Labeling and segmentation records:
+--

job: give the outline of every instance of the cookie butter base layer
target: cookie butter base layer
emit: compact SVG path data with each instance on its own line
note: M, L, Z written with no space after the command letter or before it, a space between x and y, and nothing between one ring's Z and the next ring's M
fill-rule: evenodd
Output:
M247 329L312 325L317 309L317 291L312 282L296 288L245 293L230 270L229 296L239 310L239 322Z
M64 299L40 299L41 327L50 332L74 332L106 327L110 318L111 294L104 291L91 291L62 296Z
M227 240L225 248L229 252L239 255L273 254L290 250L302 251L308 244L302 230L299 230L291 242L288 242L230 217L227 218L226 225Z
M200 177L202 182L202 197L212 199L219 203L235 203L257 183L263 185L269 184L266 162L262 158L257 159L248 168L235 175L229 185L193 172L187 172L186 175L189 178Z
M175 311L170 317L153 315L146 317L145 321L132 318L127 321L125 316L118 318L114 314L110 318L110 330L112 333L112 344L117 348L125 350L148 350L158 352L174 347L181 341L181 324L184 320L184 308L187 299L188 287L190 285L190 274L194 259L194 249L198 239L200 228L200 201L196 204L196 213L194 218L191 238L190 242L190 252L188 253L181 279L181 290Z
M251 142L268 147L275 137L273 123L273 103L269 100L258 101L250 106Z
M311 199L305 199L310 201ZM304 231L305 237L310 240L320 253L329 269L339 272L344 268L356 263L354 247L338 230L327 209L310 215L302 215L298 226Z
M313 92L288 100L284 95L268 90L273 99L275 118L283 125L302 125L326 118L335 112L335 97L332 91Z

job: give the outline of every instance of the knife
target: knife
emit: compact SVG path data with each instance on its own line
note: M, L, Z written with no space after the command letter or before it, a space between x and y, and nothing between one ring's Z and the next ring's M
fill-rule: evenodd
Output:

+--

The full set of records should be duplicated exactly.

job: give the outline of every instance of the cookie butter base layer
target: cookie butter base layer
emit: compact SVG path data with each instance on its own line
note: M, L, Z written with no space after the command letter or before it, a space between x and y, and nothing between one ring's Z and the next ring's M
fill-rule: evenodd
Output:
M247 329L312 325L317 309L317 291L312 282L296 288L245 293L230 270L229 296L239 310L239 322Z
M64 299L40 299L41 327L50 332L74 332L106 327L110 318L111 294L104 291L91 291L62 296Z
M227 240L225 248L229 252L239 255L273 254L290 250L302 251L308 244L302 230L299 230L291 242L288 242L230 217L227 218L226 225Z
M200 177L202 182L202 197L212 199L219 203L235 203L257 183L263 185L269 184L266 162L262 158L257 159L248 168L235 175L229 185L193 172L187 172L186 175L189 178Z
M175 311L170 317L153 315L146 317L145 321L132 318L127 321L125 316L118 318L114 314L110 318L110 330L112 333L112 344L117 348L125 350L148 350L158 352L174 347L181 341L181 324L184 320L184 308L187 299L188 287L190 285L190 274L194 259L194 249L198 239L200 228L200 201L196 204L196 213L194 218L191 238L190 242L190 252L188 253L181 279L181 290Z
M251 142L268 147L275 137L273 123L273 103L269 100L258 101L250 106Z
M311 199L305 199L310 201ZM304 231L305 237L310 240L320 253L329 269L339 272L344 268L356 263L354 247L338 230L327 209L310 215L302 215L298 226Z
M313 92L288 100L284 95L268 90L273 99L275 118L283 125L302 125L326 118L335 112L335 97L332 91Z

job: give the outline of every instance of the knife
target: knife
emit: compact SVG path data with each instance on its own line
note: M, L, Z written with no space after the command letter or before it, a space between x and y, and nothing between one ring's Z and the next ring's M
fill-rule: evenodd
Output:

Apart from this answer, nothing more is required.